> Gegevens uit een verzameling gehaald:

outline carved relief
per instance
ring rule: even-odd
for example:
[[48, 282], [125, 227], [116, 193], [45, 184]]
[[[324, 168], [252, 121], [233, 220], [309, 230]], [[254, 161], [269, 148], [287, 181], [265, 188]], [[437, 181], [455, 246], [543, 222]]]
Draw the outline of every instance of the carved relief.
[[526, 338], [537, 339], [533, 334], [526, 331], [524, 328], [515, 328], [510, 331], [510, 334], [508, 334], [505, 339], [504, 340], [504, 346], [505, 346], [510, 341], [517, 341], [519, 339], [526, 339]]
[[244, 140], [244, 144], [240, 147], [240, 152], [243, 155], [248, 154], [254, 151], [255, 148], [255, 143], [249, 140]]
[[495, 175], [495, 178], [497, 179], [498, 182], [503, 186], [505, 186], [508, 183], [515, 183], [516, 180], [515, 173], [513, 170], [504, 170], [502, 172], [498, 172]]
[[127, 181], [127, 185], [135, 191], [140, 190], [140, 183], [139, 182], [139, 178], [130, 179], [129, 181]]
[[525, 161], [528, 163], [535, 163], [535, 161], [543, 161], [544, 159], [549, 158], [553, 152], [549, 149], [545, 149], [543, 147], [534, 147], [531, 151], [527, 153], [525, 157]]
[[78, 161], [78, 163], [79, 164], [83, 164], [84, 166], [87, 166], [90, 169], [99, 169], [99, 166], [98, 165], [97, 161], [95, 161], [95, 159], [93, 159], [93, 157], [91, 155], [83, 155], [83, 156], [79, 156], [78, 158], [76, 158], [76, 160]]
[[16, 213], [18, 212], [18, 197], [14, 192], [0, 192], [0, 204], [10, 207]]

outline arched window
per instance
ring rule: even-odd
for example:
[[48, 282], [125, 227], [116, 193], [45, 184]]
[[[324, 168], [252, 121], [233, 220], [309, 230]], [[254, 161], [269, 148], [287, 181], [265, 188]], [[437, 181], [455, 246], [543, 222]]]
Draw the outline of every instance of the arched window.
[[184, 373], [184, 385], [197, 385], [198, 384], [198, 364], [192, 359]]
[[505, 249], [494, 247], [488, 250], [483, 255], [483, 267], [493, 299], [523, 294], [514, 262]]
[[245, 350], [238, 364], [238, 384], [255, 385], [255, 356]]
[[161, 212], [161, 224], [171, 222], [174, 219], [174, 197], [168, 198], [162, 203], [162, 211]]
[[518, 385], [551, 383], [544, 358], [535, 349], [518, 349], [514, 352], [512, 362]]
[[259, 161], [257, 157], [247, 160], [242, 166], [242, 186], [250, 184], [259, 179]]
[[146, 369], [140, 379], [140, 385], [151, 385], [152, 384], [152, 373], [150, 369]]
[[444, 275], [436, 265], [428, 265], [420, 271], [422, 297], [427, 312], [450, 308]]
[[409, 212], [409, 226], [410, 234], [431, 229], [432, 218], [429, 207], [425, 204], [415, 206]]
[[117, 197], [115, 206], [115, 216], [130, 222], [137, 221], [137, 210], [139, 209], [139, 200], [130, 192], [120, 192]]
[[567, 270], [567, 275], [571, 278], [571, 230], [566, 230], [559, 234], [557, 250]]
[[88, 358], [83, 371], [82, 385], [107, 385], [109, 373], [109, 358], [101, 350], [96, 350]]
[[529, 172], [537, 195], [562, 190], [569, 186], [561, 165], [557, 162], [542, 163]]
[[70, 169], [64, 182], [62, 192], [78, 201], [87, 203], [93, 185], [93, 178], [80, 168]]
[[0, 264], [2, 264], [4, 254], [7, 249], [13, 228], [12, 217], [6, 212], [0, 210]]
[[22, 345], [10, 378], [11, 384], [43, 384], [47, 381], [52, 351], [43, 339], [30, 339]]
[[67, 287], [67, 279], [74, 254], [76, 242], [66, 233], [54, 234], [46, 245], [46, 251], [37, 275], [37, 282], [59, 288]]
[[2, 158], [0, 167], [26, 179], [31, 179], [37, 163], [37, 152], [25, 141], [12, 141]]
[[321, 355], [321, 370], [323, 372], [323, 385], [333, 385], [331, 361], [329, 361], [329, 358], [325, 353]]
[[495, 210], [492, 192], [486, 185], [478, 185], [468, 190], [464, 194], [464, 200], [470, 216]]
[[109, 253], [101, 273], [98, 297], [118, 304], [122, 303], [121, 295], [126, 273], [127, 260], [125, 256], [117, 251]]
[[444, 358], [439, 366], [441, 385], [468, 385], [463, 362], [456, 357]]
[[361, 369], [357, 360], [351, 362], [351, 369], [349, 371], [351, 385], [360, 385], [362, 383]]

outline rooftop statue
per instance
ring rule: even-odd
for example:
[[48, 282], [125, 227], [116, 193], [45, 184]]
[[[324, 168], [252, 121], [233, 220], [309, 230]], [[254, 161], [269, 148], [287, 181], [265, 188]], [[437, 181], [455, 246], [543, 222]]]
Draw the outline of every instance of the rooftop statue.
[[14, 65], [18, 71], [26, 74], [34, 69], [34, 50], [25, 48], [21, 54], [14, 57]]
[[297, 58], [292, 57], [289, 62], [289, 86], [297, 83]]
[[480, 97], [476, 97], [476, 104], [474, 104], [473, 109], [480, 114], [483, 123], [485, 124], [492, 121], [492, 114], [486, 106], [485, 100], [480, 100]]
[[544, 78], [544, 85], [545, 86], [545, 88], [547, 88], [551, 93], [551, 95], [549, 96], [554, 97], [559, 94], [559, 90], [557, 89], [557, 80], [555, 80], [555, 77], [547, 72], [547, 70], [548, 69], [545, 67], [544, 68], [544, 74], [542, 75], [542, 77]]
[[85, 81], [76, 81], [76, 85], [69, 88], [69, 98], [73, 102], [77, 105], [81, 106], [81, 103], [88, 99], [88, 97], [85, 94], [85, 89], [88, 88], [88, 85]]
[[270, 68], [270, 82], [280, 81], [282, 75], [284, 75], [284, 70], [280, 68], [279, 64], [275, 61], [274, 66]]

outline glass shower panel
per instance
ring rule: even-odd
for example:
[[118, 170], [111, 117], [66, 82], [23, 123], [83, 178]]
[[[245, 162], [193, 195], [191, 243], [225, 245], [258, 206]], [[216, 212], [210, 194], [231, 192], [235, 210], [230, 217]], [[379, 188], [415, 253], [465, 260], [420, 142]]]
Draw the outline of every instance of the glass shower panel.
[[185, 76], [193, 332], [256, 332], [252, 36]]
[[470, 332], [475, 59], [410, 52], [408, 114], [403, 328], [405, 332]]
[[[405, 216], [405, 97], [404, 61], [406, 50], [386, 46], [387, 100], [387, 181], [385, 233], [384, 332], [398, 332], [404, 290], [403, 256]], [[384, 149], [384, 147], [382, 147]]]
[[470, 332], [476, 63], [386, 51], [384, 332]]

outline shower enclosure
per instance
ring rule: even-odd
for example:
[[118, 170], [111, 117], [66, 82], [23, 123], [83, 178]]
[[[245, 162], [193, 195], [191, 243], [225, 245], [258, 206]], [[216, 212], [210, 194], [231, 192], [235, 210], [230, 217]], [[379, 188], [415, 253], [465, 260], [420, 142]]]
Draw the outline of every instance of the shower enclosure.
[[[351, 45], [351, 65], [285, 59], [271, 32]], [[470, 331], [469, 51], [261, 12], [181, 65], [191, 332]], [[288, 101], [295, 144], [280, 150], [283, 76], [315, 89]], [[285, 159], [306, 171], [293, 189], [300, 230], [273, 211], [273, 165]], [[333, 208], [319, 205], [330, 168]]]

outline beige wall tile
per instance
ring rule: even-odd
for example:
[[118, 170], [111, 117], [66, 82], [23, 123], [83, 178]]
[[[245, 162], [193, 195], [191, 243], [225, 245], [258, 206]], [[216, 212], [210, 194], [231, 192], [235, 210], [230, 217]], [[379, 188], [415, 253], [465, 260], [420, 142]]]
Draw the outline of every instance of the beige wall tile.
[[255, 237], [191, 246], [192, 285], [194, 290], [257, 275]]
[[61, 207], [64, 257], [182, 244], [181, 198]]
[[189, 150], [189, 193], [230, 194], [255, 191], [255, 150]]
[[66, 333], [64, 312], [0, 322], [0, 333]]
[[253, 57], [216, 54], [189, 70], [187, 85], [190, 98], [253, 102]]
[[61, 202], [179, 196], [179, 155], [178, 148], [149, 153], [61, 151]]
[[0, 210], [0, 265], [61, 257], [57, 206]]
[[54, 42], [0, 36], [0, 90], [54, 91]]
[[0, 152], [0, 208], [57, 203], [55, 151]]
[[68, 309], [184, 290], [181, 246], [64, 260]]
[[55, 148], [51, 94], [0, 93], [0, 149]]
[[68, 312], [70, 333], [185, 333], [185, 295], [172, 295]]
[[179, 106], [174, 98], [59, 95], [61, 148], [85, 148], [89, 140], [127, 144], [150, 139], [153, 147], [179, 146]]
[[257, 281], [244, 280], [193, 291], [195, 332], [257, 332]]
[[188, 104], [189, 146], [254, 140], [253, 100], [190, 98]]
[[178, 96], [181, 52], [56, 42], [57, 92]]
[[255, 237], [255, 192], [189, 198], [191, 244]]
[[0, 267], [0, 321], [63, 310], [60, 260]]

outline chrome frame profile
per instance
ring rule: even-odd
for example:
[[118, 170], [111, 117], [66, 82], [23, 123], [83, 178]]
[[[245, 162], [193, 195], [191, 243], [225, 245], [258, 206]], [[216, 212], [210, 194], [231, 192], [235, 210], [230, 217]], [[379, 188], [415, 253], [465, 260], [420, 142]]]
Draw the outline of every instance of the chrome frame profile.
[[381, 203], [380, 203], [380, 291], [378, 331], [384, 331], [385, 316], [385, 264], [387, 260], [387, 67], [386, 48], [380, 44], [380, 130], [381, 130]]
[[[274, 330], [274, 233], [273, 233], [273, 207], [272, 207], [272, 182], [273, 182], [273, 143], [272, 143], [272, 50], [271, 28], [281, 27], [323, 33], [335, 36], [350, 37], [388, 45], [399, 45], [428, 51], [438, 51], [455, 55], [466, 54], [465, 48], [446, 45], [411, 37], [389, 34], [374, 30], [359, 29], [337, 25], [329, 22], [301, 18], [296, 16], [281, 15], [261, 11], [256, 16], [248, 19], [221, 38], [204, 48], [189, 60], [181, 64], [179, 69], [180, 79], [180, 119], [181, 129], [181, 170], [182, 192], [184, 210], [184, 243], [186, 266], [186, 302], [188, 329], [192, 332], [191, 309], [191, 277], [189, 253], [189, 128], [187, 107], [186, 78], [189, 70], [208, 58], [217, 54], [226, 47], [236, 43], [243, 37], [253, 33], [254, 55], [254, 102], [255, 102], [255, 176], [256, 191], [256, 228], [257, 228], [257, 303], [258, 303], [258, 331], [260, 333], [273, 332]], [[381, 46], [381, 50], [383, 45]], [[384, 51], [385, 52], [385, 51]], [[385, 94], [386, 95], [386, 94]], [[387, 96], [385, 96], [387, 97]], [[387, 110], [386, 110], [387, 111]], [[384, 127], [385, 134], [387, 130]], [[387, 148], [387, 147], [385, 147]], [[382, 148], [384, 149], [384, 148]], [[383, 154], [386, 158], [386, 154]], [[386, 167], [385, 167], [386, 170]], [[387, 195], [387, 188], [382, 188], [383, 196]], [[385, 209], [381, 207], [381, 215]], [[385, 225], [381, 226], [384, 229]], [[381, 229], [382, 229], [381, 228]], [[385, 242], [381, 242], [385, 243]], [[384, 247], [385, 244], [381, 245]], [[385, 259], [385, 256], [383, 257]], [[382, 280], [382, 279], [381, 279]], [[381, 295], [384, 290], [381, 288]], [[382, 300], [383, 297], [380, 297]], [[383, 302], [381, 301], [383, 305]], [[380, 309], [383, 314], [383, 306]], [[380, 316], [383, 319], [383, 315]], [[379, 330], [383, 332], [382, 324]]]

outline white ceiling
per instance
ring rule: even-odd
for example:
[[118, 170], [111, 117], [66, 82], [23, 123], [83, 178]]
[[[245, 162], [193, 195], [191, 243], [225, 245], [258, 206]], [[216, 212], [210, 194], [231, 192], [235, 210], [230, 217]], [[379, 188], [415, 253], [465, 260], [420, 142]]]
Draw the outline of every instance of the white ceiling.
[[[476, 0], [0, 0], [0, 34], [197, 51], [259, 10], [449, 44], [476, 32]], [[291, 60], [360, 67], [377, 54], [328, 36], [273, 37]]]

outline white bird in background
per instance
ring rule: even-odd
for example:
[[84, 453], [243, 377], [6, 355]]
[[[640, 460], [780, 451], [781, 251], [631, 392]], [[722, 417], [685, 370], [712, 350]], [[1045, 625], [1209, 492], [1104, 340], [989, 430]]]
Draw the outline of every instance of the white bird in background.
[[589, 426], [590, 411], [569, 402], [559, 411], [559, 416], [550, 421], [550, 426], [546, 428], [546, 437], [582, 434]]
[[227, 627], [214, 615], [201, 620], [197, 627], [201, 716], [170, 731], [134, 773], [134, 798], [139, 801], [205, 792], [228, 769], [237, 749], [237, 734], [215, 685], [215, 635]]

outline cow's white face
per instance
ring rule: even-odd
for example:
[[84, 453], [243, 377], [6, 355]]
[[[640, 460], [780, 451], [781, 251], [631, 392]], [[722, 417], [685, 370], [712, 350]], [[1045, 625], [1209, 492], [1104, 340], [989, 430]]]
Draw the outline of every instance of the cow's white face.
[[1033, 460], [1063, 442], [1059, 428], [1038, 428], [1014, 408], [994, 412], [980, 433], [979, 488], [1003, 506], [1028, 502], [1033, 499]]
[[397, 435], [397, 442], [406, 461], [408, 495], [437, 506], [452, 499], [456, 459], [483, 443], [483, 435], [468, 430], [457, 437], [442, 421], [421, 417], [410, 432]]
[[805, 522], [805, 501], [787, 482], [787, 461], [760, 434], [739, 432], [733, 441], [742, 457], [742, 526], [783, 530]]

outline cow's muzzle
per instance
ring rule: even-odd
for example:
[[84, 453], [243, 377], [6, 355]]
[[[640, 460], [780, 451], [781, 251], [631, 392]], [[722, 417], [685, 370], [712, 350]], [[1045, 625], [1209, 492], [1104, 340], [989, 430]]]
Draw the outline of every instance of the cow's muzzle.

> GEGEVEN OPDRACHT: Geef de regels van de regel met "outline white ceiling" tot en met de regel met "685], [215, 635]]" weer als een JSON-lijst van strings, één string per regel. Laat lege regels weg.

> ANTWOORD OP OEFENING:
[
  "outline white ceiling",
  "per instance",
  "ring rule: even-odd",
  "for example:",
  "[[118, 170], [111, 117], [66, 82], [23, 123], [83, 178]]",
  "[[[245, 162], [193, 195], [191, 243], [225, 245], [258, 206]], [[216, 212], [210, 194], [231, 192], [235, 210], [230, 217]], [[379, 188], [415, 253], [465, 260], [420, 142]]]",
  "Draw the outline of every instance of the white ceiling.",
  "[[[476, 0], [0, 0], [0, 34], [197, 51], [259, 10], [449, 44], [476, 32]], [[291, 60], [360, 67], [377, 54], [328, 36], [273, 37]]]",
  "outline white bird in background",
  "per instance",
  "ring rule: even-odd",
  "for example:",
  "[[84, 453], [243, 377], [6, 355]]",
  "[[[640, 460], [780, 451], [781, 251], [631, 392]], [[722, 417], [685, 370], [712, 350]], [[1045, 625], [1209, 492], [1104, 340], [989, 430]]]",
  "Draw the outline of every instance of the white bird in background.",
  "[[589, 426], [590, 411], [569, 402], [559, 411], [559, 416], [550, 421], [550, 426], [546, 428], [546, 437], [582, 434]]",
  "[[227, 627], [214, 615], [201, 620], [197, 627], [201, 716], [170, 731], [134, 773], [134, 798], [139, 801], [205, 792], [228, 769], [237, 749], [237, 734], [215, 685], [215, 635]]"
]